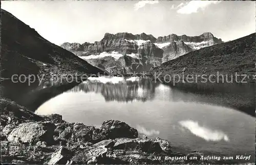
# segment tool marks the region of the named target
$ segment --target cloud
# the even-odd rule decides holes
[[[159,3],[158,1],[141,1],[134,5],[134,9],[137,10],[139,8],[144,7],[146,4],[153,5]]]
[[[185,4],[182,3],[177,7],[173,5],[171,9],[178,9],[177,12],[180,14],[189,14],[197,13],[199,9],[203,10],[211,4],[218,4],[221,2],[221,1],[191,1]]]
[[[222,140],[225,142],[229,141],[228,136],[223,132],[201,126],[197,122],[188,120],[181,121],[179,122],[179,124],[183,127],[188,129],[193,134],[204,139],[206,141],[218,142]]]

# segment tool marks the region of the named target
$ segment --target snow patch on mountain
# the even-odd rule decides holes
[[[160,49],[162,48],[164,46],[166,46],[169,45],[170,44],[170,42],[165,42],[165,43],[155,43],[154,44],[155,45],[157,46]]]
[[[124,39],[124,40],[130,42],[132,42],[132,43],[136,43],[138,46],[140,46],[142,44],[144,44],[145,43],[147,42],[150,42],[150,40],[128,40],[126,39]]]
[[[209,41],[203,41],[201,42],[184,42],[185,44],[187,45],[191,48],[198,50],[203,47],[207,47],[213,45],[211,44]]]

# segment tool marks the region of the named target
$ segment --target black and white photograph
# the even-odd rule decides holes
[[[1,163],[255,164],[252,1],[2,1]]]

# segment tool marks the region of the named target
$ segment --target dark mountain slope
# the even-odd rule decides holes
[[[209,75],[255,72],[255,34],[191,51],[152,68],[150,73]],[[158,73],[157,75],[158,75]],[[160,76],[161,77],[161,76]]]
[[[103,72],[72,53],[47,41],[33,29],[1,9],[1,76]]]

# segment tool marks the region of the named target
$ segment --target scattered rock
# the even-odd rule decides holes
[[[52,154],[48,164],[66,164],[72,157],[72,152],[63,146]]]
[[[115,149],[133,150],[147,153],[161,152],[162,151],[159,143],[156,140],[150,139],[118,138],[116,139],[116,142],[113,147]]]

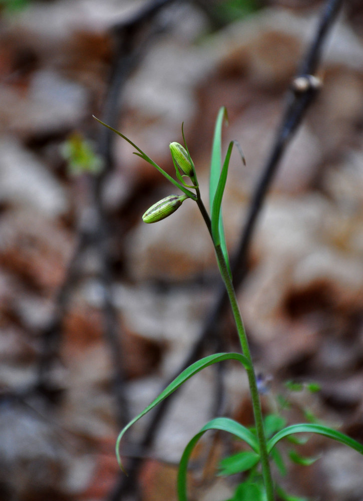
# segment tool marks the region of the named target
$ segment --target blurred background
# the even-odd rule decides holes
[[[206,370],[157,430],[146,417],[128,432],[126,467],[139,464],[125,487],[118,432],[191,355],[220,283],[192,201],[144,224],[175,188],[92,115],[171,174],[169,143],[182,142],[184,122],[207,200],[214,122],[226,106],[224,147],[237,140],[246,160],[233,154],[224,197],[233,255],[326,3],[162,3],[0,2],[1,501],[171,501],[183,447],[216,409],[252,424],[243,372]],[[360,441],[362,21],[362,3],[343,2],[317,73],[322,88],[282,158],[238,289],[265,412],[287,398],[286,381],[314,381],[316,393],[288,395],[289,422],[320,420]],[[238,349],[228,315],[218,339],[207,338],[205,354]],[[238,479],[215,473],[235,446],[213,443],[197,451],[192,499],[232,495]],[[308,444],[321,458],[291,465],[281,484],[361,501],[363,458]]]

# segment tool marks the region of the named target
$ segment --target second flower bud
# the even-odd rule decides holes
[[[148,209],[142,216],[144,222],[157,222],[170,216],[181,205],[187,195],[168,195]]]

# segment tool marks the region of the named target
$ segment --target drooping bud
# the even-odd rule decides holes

TASK PROMPT -
Locate every line of the listing that contains the word "mountain" and copy each one in full. Matching is case-sensitive.

RESPONSE TO THE TASK -
$ segment --target snow patch on mountain
$ segment --target dark mountain slope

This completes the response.